Data provided:
········
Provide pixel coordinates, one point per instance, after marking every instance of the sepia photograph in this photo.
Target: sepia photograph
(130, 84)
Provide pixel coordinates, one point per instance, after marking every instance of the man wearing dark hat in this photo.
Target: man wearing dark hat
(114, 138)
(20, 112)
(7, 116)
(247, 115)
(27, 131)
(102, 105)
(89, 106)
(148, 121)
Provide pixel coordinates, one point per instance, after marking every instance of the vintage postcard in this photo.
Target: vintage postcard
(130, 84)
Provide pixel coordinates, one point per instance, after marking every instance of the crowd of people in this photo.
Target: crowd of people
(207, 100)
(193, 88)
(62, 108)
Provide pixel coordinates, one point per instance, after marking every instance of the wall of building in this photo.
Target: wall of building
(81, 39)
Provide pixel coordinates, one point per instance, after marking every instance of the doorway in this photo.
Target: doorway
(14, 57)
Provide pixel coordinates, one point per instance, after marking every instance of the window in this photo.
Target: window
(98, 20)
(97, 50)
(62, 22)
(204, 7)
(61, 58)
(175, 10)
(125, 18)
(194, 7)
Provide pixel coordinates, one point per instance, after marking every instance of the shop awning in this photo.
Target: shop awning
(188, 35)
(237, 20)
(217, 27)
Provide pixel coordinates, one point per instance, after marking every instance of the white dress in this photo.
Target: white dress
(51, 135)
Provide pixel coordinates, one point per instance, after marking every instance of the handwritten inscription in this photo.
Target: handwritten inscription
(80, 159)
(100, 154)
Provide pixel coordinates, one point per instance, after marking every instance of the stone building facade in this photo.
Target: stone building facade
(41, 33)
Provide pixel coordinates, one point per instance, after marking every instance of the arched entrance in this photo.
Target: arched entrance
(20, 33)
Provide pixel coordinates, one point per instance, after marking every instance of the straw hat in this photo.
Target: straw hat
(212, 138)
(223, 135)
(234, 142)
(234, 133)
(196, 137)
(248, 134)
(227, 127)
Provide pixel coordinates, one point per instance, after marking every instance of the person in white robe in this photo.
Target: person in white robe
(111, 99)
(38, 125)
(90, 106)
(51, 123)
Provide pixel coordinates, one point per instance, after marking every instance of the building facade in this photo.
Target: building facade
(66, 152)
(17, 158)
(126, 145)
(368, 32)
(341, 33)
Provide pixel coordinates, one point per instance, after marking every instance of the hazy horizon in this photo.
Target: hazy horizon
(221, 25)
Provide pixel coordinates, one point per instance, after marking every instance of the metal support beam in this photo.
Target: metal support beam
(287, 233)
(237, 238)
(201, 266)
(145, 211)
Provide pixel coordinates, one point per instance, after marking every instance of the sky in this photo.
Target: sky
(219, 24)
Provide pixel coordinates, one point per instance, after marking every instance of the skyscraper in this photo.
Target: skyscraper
········
What to produce:
Repeat the material above in full. Change no word.

Exercise result:
Provide pixel coordinates, one point per instance, after marking every instance of the sepia photograph in this photo.
Target: sepia photograph
(130, 84)
Provide pixel coordinates, one point per instance, after marking every instance of the man wearing dark hat in this photo.
Target: man wearing dark hat
(114, 138)
(20, 112)
(7, 116)
(247, 115)
(27, 131)
(102, 105)
(89, 106)
(148, 121)
Provide pixel coordinates, one point per instance, after marking every instance of the vintage postcard in this photo.
Target: vintage postcard
(130, 84)
Provide pixel coordinates, one point per instance, after marking every instance of the crowd of people in this photo.
Target: crowd of people
(207, 100)
(193, 88)
(62, 108)
Provide pixel coordinates, one point per instance, after marking every instance of the wall of building in this photo.
Target: wall of building
(81, 39)
Provide pixel coordinates, one point per instance, after marking every instance of the doorway in this photo.
Target: doorway
(14, 57)
Provide pixel coordinates, one point per instance, after marking every instance of the window in this photo.
Target: window
(98, 20)
(97, 50)
(62, 22)
(204, 7)
(61, 58)
(175, 10)
(125, 18)
(194, 7)
Provide pixel coordinates, one point per instance, after marking every instance of the shop awning in this photo.
Target: shop awning
(188, 35)
(237, 20)
(217, 27)
Provide pixel coordinates, one point per instance, after marking every instance of the white dress in this photo.
Target: white dress
(51, 135)
Provide pixel coordinates, one point per instance, after marking every instance of the handwritten inscription in this photo.
Target: handwritten inscription
(80, 159)
(100, 154)
Provide pixel coordinates, one point per instance, after marking every instance of the stone building facade in this photo.
Target: stone building facade
(41, 33)
Provide pixel coordinates, one point per instance, after marking every instance of the arched entrance in this photo.
Target: arched entrance
(20, 33)
Provide pixel coordinates, one point per instance, after marking every instance of the straw hat in this photo.
Target: straw hat
(212, 138)
(223, 135)
(234, 142)
(234, 133)
(196, 137)
(248, 134)
(227, 127)
Provide pixel coordinates, one point per instance, after marking every instance of the person in white robe in this photo.
Target: person in white robe
(111, 99)
(38, 125)
(90, 106)
(51, 123)
Provide pixel coordinates, one point per instance, after marking every instance of the building facade in this photo.
Target: building facade
(66, 152)
(17, 158)
(126, 145)
(368, 32)
(341, 33)
Provide pixel coordinates, one point per instance, after marking every instance of the hazy horizon in this photo.
Target: hazy horizon
(221, 25)
Provide pixel coordinates, one point per instance, after marking every instance of the metal support beam in this photo.
Target: metal support beam
(287, 233)
(237, 238)
(201, 266)
(145, 211)
Provide pixel coordinates, one point per instance, after marking every instance of the sky in this photo.
Target: sky
(219, 24)
Provide pixel coordinates, one point per instance, after marking every instance of the skyscraper in this photo.
Target: skyscraper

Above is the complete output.